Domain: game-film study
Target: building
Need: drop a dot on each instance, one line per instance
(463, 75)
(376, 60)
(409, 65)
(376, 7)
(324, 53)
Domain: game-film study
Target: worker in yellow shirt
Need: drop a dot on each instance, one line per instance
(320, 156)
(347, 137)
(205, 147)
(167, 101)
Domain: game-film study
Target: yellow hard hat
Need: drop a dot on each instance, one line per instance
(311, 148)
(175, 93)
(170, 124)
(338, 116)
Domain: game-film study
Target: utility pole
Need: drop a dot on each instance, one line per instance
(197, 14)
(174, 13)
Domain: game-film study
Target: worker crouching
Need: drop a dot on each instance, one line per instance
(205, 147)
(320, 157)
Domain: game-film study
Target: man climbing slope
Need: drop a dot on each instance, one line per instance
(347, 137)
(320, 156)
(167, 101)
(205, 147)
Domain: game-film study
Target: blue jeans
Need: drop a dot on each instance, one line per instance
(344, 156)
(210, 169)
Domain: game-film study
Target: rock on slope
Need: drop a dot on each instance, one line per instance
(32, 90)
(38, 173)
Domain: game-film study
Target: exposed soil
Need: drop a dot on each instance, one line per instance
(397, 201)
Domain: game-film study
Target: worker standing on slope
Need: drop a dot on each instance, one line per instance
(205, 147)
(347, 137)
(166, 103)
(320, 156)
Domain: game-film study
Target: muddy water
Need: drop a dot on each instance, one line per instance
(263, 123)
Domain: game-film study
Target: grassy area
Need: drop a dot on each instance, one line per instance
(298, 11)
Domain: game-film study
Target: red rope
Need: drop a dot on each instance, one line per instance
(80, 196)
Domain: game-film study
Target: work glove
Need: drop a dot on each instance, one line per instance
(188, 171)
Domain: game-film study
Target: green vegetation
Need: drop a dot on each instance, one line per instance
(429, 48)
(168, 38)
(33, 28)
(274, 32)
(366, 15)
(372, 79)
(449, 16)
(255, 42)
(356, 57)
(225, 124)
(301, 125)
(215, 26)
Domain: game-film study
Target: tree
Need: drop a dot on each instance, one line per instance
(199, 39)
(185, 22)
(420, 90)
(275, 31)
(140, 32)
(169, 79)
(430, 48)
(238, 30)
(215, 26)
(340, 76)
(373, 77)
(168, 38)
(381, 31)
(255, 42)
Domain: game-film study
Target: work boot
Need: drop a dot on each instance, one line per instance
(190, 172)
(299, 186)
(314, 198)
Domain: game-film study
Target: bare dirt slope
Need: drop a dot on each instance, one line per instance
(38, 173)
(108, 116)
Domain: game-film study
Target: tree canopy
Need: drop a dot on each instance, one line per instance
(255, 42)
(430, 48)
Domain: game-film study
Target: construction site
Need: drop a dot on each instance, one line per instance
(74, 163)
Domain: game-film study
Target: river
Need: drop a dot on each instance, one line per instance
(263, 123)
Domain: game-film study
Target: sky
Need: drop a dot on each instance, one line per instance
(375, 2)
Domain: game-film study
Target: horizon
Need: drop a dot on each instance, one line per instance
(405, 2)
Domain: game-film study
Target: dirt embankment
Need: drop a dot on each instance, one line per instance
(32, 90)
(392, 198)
--*--
Instructions to follow -
Copy all of the data. Keep every word exactly as it is.

Written solution -
Domain: game-film study
Target: building
Need: drop a dot on each instance, one line per instance
(463, 75)
(376, 60)
(409, 65)
(376, 7)
(324, 53)
Domain: game-film study
Target: worker in yellow shirt
Need: drop a dot on each instance, one line per instance
(320, 156)
(347, 137)
(205, 147)
(167, 101)
Domain: game-film study
Target: yellow hard hat
Need: drop a dot on each instance, one line per instance
(311, 148)
(175, 93)
(170, 124)
(338, 116)
Domain: game-film study
Target: utility pole
Need: drop a dot on each instance, one line per instance
(197, 14)
(174, 13)
Domain: game-film study
Target: worker crouching
Need: drop a dot on each instance, one line per instance
(205, 147)
(320, 157)
Domain: game-film study
Target: man climbing slope
Need: drop a dot on each instance, one line per instance
(347, 137)
(320, 156)
(167, 101)
(205, 147)
Domain: game-film study
Target: blue jeans
Need: drop a dot on each instance, one line per instance
(344, 156)
(210, 169)
Domain: game-film study
Target: rock on slope
Need: drop a dot on each instance, one line per instance
(32, 90)
(38, 173)
Domain: game-film study
Target: exposed soil
Need: drop a dot on each instance, one line per instance
(397, 201)
Domain: game-film study
Target: worker standing on slope
Need: drop a dot on each instance, one line per instance
(205, 147)
(347, 137)
(166, 103)
(320, 156)
Domain: game-film study
Target: muddy water
Need: drop a dot on each instance, one line per instance
(263, 123)
Domain: game-film study
Target: grassy area
Need: drop a dot on each instance, one line per instance
(298, 11)
Domain: game-film study
Target: red rope
Need: drop a dot on each instance, one line per instance
(80, 196)
Domain: game-film study
Target: work glove
Need: drop a dot on each instance, one line per instance
(188, 171)
Domain: game-film study
Target: green vegetation
Need: drop a dot on each instance, one line per instance
(429, 48)
(168, 38)
(33, 28)
(274, 32)
(366, 15)
(372, 79)
(449, 16)
(255, 42)
(356, 57)
(225, 124)
(301, 125)
(215, 26)
Domain: game-film study
Target: tree
Need: drop a dot on each instance, one line per instance
(199, 39)
(185, 22)
(420, 90)
(275, 31)
(140, 32)
(169, 79)
(430, 48)
(238, 30)
(215, 26)
(340, 76)
(373, 77)
(168, 38)
(381, 31)
(255, 42)
Domain: game-film study
Target: work boot
Need: drop a dot on each instance, one line per instance
(190, 172)
(299, 186)
(314, 198)
Domain: game-film study
Target: bare dirt slope
Need: drop a dot on each instance, one line per instance
(38, 173)
(108, 116)
Domain: game-film study
Target: tree canopy
Need: drop a dot on each instance, one line per instance
(255, 42)
(430, 48)
Domain: game-film study
Target: construction site
Need: drop a dot on each instance, one line per instance
(74, 163)
Domain: game-film study
Target: river
Need: drop a dot on each instance, one line per instance
(263, 123)
Domain: game-film study
Target: sky
Need: drop a dot on each instance, one line per instance
(375, 2)
Domain: game-film study
Target: horizon
Need: drop a dot on each instance, one line per instance
(405, 2)
Domain: game-film study
Target: dirt embankment
Need: drop a dot on each instance, one line per instance
(32, 90)
(392, 198)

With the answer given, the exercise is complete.